Response from Tim Curtin
- Unfortunately the PNG Forest Authority was until recently dominated by World Bank appointees, namely Jim Douglas, Peter McRae, and Andrew Bond, Australians who are known to stop at nothing to prevent PNG from competing with Australian forest products (for example Bond is now with the Australian government’s aid agency AusAid; the government as my paper points out, makes no bones about “bringing down the axe” on all PNG logging (they are staging a new attack on PNG on 29th May, see forwarded email from their DAFF). Selective logging of primary forest does NOT turn it into secondary (i.e replanted) forest.
- The basic inventory work underlying PNG’s Forestry Act and its licensing system was led by John McAlpine. This was based on satellite imagery, and is reported in J. McAlpine and J. Quigley, Forest Resources of Papua New Guinea: summary statistics from the forest inventory mapping (FIM) system, September 1998 (Coffey MPW Pty Ltd for AusAid and the PNG National Forest Service).
This report has the following TableGross Forest Area (1975) 330, 650 sq. km Logged 1975-1996 and regenerating: 19,850 Logged 1975-96 & converted to land use 3,550 Other forest clearing (for agric. etc) 9,600 The net in 1996 of 1-3-4 was 317,500; regenerating remains part of the forest area.
Reductions from the 1996 level clearly owe more to land conversion than to logging per se.
Colin Filer has documented in several books how the World Bank was induced by its alliance with WWF to wage war on forestry in PNG (e.g. Colin Filer, with Navroz Dubash and Kilyali Kalit, The Thin Green Line: World Bank leverage and forest policy reform in Papua New Guinea, NRI and ANU, 2000).
Response from Colin Filer
- Peter McCrea is not an Australian, he is a New Zealander.
- Andrew Bond is not currently employed by AusAID, but is minding his own farm on the NSW coast. He wrote the forestry section of AusAID’s book Pacific 2020 (May 2006).
- John McAlpine’s definition of secondary forest is forest which shows satellite-visible evidence of human disturbance, and that disturbance could certainly include selective logging as well as subsistence gardening and other activities.

Dataset entries:
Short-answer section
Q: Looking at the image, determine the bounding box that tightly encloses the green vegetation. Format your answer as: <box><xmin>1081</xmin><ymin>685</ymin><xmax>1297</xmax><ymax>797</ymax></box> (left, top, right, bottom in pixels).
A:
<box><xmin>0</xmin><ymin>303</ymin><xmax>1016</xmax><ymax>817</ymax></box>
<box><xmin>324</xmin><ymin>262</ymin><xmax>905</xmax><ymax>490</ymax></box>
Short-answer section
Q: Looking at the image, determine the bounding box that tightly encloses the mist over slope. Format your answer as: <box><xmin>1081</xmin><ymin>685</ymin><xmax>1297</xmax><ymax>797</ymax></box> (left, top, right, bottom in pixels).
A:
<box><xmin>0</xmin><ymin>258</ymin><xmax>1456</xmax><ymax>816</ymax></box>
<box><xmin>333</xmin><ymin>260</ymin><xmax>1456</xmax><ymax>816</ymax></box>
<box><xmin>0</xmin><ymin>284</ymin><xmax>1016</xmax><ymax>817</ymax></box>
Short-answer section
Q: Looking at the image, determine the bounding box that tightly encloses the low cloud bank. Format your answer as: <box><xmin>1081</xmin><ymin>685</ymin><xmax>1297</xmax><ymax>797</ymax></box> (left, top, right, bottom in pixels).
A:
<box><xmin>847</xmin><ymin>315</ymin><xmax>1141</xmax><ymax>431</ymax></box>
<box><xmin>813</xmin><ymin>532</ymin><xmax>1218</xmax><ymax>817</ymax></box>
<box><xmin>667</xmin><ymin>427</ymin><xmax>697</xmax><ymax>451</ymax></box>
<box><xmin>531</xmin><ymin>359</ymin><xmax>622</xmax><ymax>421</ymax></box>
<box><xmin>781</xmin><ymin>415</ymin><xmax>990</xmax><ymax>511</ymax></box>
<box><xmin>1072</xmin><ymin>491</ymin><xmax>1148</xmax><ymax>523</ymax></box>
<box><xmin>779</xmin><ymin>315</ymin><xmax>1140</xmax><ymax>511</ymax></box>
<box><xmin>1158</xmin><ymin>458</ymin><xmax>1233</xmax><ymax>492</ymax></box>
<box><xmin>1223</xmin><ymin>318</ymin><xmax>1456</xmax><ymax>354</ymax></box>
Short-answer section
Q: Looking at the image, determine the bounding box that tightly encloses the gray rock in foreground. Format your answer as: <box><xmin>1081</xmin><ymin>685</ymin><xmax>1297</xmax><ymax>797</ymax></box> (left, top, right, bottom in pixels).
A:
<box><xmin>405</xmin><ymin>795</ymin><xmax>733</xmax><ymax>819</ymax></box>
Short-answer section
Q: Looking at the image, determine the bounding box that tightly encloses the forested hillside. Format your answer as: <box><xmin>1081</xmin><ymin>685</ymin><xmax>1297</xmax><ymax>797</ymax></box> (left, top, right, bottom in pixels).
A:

» **About this task**
Could you continue the exchange about Papua New Guinea forestry from the point where it stops?

» **Exercise answer**
Response from Tim Curtin
The latest data for the value of PNG’s log exports is the SGS figure of US$170 million in 2006; to this should be added a further US$32.15 million for the value of processed exports in 2005, probably similar in 2006, for a likely total in 2006 of over US$202 million. These figures exclude production of sawn timber and other products for the domestic market. For example, PNG Forest Products produced a total of 17,241 cu. meters of plywood in 2006, of which domestic sales accounted for 9.78 cu. meters, and exports for 4,404, while stocks amounted to 3,349.
The PNG government does not produce employment data other than an index based on a survey. The Forest Industries Association (FIA) estimates total employment in forestry and timber products at 10,000, which is about 7 per cent of total private sector employment in 2006 of c.150,000, but their figure probably does not include small scale village-level production and “cottage industries” in the towns. It also excludes the so-called landowners who are in effect retained by the logging concerns and whose main source of income is royalties, at a rate of US$1 million a year at Wawoi-Guavi; total employment at Wawoi-Guavi and Kumasie is around 4,000 (source: RH at www.rhpng.com.pg). That figure alone suggests the FIA figure could well be an under-estimate, especially when the PNG Forest Products operations at Bulolo employed 899 persons as of December 2007, and these two operations account for only a small proportion of total exports (about 12% in 2005).